• Using the information:
1 - Reproduce the part of the "Sailing By" passage below that starts at "A version was" and ends at "re-instated in 1995.".
2 - Write the next part of the "Sailing By" passage below, carrying it on after its final sentence.

━━━ Excerpt ━━━

In the 1990s the tune was also adopted for the weekly maritime programme Seascapes on Ireland's RTÉ Radio 1, ceasing at the end of 2009. It has since been reinstated.

==Popularity==
Besides its intended function, "Sailing By" is thought of affectionately by many British radio listeners, as it is considered a soothing accompaniment to bedtime. The lead singer of the Britpop band Pulp, Jarvis Cocker, chose "Sailing By" as one of his Desert Island Discs, saying for many years he had used it "as an aid to restful sleep".

A version was released in 1965 by John Scott and his Orchestra on the Parlophone label (R 5333). The BBC issued it as a single in 1973 on its own BBC Records label, played by the John Fox Orchestra.

The piece appeared on a single recorded by the Royal Ballet Sinfonia in a quest to save the "Radio 4 UK Theme". In 1993 there was a similar reaction by BBC listeners when "Sailing By" was temporarily taken off the air on weekday schedules, leading to it being re-instated in 1995.

━━━ Dataset records ━━━

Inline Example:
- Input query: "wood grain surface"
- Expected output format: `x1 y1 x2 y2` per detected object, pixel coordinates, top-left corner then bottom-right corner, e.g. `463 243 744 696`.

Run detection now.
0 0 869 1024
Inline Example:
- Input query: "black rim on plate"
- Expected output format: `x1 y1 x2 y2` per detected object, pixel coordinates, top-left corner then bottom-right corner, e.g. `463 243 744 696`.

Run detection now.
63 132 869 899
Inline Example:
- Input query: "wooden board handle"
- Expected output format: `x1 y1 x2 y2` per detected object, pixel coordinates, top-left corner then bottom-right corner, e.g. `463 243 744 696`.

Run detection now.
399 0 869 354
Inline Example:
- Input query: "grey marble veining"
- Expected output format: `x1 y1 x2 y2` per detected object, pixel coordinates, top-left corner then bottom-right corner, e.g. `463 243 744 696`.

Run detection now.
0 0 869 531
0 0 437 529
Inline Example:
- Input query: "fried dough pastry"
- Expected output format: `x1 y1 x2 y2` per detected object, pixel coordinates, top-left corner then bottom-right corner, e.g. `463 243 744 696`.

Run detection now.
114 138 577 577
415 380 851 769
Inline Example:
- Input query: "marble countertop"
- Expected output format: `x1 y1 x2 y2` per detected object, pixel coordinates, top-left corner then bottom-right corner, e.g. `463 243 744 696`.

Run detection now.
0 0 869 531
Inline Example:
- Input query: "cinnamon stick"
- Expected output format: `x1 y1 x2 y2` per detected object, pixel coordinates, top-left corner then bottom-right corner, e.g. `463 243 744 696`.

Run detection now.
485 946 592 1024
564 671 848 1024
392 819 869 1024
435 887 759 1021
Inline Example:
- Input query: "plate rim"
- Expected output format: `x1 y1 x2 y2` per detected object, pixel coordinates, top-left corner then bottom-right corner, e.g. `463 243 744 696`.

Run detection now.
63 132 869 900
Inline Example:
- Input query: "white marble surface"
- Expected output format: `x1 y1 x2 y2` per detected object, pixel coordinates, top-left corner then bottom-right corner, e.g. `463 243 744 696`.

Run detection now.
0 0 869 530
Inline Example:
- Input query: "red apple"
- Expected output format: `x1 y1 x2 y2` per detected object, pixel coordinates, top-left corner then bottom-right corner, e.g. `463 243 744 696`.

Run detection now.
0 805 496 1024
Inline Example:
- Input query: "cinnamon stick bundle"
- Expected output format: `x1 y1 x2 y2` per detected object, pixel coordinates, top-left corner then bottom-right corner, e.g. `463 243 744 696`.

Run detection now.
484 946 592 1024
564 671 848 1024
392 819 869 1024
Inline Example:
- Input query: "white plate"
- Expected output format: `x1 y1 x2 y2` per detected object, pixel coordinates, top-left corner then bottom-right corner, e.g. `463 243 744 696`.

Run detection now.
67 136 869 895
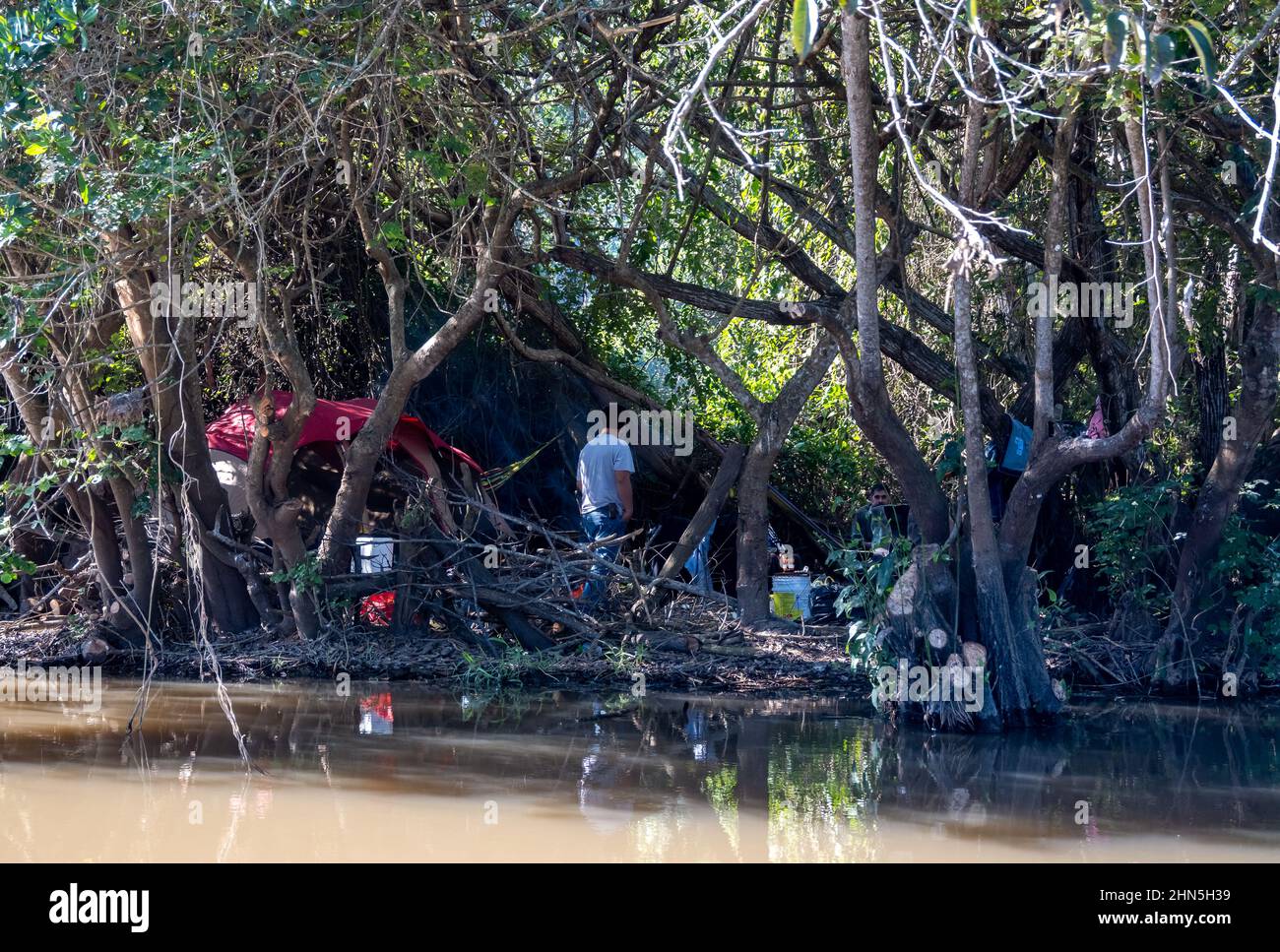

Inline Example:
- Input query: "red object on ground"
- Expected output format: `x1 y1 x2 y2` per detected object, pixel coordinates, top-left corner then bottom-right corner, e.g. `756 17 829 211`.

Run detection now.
359 591 396 628
359 692 396 721
205 390 481 474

━━━

• Answers for each item:
1 -
A version was released in 1965 by John Scott and his Orchestra on the Parlophone label (R 5333). The BBC issued it as a single in 1973 on its own BBC Records label, played by the John Fox Orchestra.

The piece appeared on a single recorded by the Royal Ballet Sinfonia in a quest to save the "Radio 4 UK Theme". In 1993 there was a similar reaction by BBC listeners when "Sailing By" was temporarily taken off the air on weekday schedules, leading to it being re-instated in 1995.

2 -
The recording used by the BBC, performed by the Alan Perry/William Gardner Orchestra, was originally only available as library music, but has since 1997 been available commercially as track eleven on the second disc of the EMI CD set titled The Great British Experience (EMI Classics CDGB50). It is also available as track eight on the CD Elizabethan Serenade: The Best of British Light Music, produced by Naxos and performed by the Slovak Radio Symphony Orchestra. The unexplained crediting of the BBC recording to the "Perry Gardner Orchestra", suggesting the existence of a conductor or arranger by that name, is apt to be confusing; indeed, "Alan Perry" and "William Gardner" are pseudonyms for composers Ernest Tomlinson and Peter Hope. The BBC broadcast the original stereo version for a few weeks in the late 1980s, but soon reverted to a mono version.

On New Year's Day 2025 the tune was the subject of an episode in the BBC Radio 4 series Soul Music, including recollection from Binge's son Chris.